### Consigne 1
Dressez la liste de toutes les personnes réelles nommées dans la critique théâtrale ci-dessous, signature comprise.

### Texte à lire
------
Antigone n’est pas rééducable
Par Jean-Noël Martin
Les Trois Coups
La mémoire, ça peut s’entretenir avec de la vitamine « T », comme théâtre. C’est ce que nous démontre Anton Kouznetsov. Rejouer l’évènement, c’est le donner à vivre, et quand on a vécu quelque chose, on « imprime » sans mal. Comme on le dirait d’une blessure, ici on suture de la mémoire.
Côté jardin, huit jeunes acteurs et actrices vêtus de noir sont assis en rang, une valise à leur pied. Masqués par les jeux d’ombre, ils ont rendez-vous avec le chant d’Anna Politkovskaïa *. Ici, on ne peut faire l’économie d’un bref historique. En 2005, Vladislav Surkov, le collaborateur de Poutine, déclarait : « Les ennemis de l’État se divisent en deux catégories : ceux que l’on peut raisonner et les autres, les non-rééducables ». Moscou, le 7 octobre 2006 : la journaliste Anna Politkovskaïa est retrouvée assassinée devant son ascenseur. Quatre ans plus tard, on ne sait rien des commanditaires.
------
### Consigne 2
Recopiez sans aucune modification les lignes des enregistrements, depuis celle qui contient « drawmask --target red » jusqu'à la fin des enregistrements, ces deux bornes comprises.
------
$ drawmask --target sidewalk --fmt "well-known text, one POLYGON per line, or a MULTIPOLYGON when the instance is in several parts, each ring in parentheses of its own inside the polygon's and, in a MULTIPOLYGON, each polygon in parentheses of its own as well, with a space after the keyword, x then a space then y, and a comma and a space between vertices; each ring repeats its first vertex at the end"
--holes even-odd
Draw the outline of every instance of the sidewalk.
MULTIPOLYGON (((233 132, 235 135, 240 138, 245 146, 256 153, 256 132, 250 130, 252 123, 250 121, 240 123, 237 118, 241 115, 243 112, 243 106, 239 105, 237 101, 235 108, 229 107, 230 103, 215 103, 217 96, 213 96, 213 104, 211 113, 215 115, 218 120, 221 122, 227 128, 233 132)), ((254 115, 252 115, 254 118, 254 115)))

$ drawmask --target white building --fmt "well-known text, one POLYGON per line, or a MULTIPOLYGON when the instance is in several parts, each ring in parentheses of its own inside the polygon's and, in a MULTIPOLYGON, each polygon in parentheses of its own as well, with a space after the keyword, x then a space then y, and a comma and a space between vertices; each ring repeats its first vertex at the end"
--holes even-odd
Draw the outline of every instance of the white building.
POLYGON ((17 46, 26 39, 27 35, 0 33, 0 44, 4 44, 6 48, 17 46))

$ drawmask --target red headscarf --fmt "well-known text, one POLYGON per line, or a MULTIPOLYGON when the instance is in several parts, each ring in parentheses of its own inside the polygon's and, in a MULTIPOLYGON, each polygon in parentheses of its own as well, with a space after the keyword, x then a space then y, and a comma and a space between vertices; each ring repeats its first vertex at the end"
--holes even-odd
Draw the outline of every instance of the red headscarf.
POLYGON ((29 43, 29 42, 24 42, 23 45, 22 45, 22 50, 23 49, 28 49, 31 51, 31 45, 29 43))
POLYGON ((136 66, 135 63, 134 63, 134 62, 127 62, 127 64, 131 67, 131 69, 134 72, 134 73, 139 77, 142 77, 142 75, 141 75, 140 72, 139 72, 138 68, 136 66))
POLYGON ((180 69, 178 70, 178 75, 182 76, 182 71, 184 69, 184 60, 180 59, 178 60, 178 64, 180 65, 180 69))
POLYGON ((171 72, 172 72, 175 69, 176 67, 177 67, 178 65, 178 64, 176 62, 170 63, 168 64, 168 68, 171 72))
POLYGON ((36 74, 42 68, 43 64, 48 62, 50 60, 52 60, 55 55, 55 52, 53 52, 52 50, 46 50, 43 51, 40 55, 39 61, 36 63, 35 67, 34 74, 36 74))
------
### Réponse 1
Jean-Noël Martin
Anton Kouznetsov
Anna Politkovskaïa
Vladislav Surkov
Poutine

### Réponse 2
$ drawmask --target red headscarf --fmt "well-known text, one POLYGON per line, or a MULTIPOLYGON when the instance is in several parts, each ring in parentheses of its own inside the polygon's and, in a MULTIPOLYGON, each polygon in parentheses of its own as well, with a space after the keyword, x then a space then y, and a comma and a space between vertices; each ring repeats its first vertex at the end"
--holes even-odd
Draw the outline of every instance of the red headscarf.
POLYGON ((29 43, 29 42, 24 42, 23 45, 22 45, 22 50, 23 49, 28 49, 31 51, 31 45, 29 43))
POLYGON ((136 66, 135 63, 134 63, 134 62, 127 62, 127 64, 131 67, 131 69, 134 72, 134 73, 139 77, 142 77, 142 75, 141 75, 140 72, 139 72, 138 68, 136 66))
POLYGON ((180 69, 178 70, 178 75, 182 76, 182 71, 184 69, 184 60, 180 59, 178 60, 178 64, 180 65, 180 69))
POLYGON ((171 72, 172 72, 175 69, 176 67, 177 67, 178 65, 178 64, 176 62, 170 63, 168 64, 168 68, 171 72))
POLYGON ((36 74, 42 68, 43 64, 48 62, 50 60, 52 60, 55 55, 55 52, 53 52, 52 50, 46 50, 43 51, 40 55, 39 61, 36 63, 35 67, 34 74, 36 74))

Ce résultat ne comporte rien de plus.